Start of Record excerpts
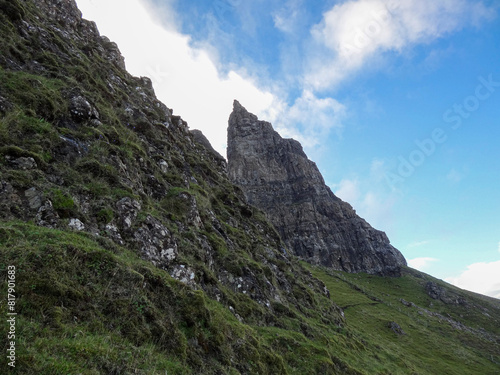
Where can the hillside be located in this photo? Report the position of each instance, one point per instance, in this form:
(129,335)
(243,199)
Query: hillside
(135,254)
End of Record excerpts
What is asked |
Reproduce the entire listing above word for word, leaving out the pictures.

Solved problem |
Where can the hillside be located in this photo? Report the position of each instance, one point per instance, in this form:
(129,335)
(243,199)
Query: hillside
(135,254)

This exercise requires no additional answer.